**SUPPLIED TEXT**
%%
On Thursday evening, as I’ve done for the past 25 years, I met up with a bunch of friends for our weekly football match.

It was cold, the floodlit pitch was slippery and the leaves coming down in the wind captured my melancholic mood.

This week I wasn’t playing. I tore my Achilles making a brilliant move — in my head at least — on the same pitch during the summer.

On the eve of a controversial mens football World Cup — which some will watch and some will boycott — millions of us will go on playing anyway.

This is where we find our joy.

In England alone, says the FA, 13 million people play football regularly. Alongside the joy, there’s other benefits — from improved wellbeing to better educational outcomes.

But there’s something deeper about our love for football… and all kinds of sport. Playing it or following it.

Since the invention of the javelin or arrow, since the first bunch of leaves was rolled into a ball, people have pursued sport religiously. For many it’s a kind of devotion.

The Latin root of the word ‘sport’ means to ‘carry away’ - and it still carries us away.

It’s still a striving after the out-of-reach, a grasping after the elusive other — something we can’t quite explain. Sport has been called a ’faith without explanation.’

A relative has just returned to netball, thirty five years after last playing as a 12 year old — at school she never realised it could be fun. A friend took up golf to combat post-pandemic isolation. ‘The golf is rubbish,’ he says, ‘But the friendships are wonderful.’

Community and connectedness in sport are life enhancing.
%%
**GIVEN DATA**
%%
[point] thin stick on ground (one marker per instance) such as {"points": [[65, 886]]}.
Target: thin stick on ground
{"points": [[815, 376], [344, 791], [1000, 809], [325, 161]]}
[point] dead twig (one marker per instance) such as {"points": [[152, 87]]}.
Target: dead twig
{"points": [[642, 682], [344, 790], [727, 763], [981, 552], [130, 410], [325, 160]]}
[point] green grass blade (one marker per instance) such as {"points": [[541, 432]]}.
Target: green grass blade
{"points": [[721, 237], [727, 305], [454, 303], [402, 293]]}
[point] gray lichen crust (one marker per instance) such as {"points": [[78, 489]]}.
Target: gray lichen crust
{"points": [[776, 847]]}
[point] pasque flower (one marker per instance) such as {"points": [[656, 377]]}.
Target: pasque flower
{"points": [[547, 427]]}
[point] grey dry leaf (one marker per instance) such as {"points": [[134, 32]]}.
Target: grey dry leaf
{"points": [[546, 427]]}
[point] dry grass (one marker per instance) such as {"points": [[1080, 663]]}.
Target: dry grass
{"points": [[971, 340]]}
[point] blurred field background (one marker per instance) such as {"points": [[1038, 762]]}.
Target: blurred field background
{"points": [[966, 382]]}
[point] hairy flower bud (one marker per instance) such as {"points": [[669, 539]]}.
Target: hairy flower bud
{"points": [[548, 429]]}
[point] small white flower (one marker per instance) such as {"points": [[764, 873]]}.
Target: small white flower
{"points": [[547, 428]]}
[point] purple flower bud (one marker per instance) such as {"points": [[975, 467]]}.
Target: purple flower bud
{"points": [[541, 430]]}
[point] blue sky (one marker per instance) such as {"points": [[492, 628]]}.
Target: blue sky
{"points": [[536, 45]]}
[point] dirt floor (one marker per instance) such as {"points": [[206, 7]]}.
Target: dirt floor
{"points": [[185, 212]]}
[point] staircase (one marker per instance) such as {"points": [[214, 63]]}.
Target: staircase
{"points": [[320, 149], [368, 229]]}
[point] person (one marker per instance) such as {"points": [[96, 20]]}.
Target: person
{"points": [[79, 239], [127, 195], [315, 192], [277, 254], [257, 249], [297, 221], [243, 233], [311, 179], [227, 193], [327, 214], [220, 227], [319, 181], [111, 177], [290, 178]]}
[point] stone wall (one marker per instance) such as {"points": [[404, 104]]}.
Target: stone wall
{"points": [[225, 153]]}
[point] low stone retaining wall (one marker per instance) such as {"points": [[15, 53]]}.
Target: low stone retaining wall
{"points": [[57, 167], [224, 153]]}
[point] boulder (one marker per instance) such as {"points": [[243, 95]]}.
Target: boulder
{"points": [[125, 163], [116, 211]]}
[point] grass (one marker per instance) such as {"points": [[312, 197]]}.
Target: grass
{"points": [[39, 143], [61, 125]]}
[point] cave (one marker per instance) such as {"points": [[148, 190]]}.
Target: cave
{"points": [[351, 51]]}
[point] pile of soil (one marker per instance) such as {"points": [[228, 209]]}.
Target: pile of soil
%%
**TASK DESCRIPTION**
Continue the essay on playing football and the pull of sport, starting after its last sentence.

**TASK RESPONSE**
The philosopher Michael Polanyi talked about the principle of ‘obliquity’ — about the view from the side of the eye, about what we see when we’re not looking for it.

Sport can be a sideways glance at the numinous, at another kind of life hiding in plain sight inside the one we’re living.

I love how some of the Bible writers portray the divine presence as a little shy — showing up in a cloud, or a bush, or asking people to cover their faces.

It’s a mistake to imagine God is religious and hangs out in sacred spaces. More likely, as the writer Paula D’Arcy puts it, ‘God comes to you disguised as your life.’

In the shouting, sweating, out-of-breath posse I’m part of every week, football is accidental therapy, the chance to express stuff that is tangled up inside and which words struggle to release.

A liberation. A kind of absolution. Just for a moment, you are lost to your self… like you might be in a song or a brilliant novel.

You are carried away.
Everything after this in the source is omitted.